What the exercise asks - Copy every row below in full, requests included, and offset each polygon vertex coordinate in the answers by +73. Leave the numbers in the requests and their format samples unchanged.

Data in this exercise -
○ ○ ○ ○ ○

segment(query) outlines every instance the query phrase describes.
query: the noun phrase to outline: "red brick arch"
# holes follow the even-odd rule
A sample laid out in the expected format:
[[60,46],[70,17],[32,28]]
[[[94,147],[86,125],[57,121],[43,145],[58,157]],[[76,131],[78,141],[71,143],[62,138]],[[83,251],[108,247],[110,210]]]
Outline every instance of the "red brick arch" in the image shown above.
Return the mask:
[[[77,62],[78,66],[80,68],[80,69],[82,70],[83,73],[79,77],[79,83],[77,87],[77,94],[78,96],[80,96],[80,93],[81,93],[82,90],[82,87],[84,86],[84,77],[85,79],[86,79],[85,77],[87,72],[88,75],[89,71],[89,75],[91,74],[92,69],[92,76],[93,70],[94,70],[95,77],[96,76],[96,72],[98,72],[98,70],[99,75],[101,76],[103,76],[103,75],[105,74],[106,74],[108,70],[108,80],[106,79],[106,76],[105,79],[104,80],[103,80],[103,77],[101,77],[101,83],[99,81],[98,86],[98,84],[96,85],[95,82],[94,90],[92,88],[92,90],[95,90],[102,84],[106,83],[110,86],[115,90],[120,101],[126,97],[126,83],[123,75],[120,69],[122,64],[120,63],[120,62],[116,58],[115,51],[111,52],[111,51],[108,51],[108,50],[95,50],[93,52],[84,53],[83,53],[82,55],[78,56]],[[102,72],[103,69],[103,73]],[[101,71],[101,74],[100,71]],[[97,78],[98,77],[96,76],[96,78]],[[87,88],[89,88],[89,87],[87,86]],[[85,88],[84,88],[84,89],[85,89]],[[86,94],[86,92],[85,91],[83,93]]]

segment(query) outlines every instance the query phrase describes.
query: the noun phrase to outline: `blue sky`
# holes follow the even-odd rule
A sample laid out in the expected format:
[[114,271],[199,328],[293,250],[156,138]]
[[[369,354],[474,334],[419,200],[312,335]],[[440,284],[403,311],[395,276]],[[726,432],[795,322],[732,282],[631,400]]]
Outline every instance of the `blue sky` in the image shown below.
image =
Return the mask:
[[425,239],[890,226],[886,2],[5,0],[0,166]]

○ ○ ○ ○ ○

Output below -
segment(query) outlines every instance the query phrase describes.
query: the noun phrase to outline: "red brick arch"
# holes follow the even-odd rule
A sample laid out in the expected format:
[[60,46],[70,17],[32,28]]
[[[94,147],[86,125],[57,121],[43,145],[58,157]],[[76,131],[78,141],[71,143],[62,138]],[[83,251],[108,247],[110,210]]]
Outline every instance of the "red brick arch" in the image shown above.
Return the mask:
[[[150,135],[151,139],[153,141],[153,142],[155,143],[156,146],[152,150],[152,156],[150,160],[150,167],[151,169],[153,169],[153,166],[154,166],[155,163],[155,160],[157,159],[157,150],[158,152],[159,152],[158,150],[160,145],[161,148],[162,144],[162,148],[164,147],[165,142],[165,149],[166,143],[167,143],[168,150],[169,149],[169,145],[171,145],[171,143],[172,148],[174,149],[176,149],[176,148],[178,147],[179,147],[181,143],[181,153],[179,152],[179,149],[178,152],[177,153],[176,153],[176,150],[174,150],[174,156],[172,154],[171,159],[171,157],[169,158],[168,155],[167,163],[165,161],[165,163],[168,163],[175,157],[179,156],[183,159],[188,163],[193,174],[199,170],[199,156],[196,148],[193,142],[195,137],[193,136],[193,135],[189,131],[188,124],[184,125],[184,124],[181,124],[181,123],[168,123],[166,125],[157,126],[156,126],[155,128],[151,129]],[[175,145],[176,142],[176,146]],[[174,144],[174,147],[173,144]],[[170,151],[171,150],[169,149],[169,151]],[[160,161],[162,161],[162,160],[160,159]],[[158,161],[157,161],[157,162],[158,162]],[[159,167],[159,165],[158,164],[156,166]]]

segment(query) outlines every instance the query phrase describes.
query: the noun phrase to outline: `blue sky`
# holes follow the even-odd rule
A sample laid out in the expected format:
[[114,271],[199,328],[293,250],[156,138]]
[[[369,354],[474,334],[419,200],[312,335]],[[440,284],[403,311],[395,276]],[[726,432],[795,322],[732,282],[631,400]]]
Outline every instance of the `blue sky` in the image shown below.
image =
Return the mask:
[[498,312],[963,299],[959,75],[78,73],[73,239]]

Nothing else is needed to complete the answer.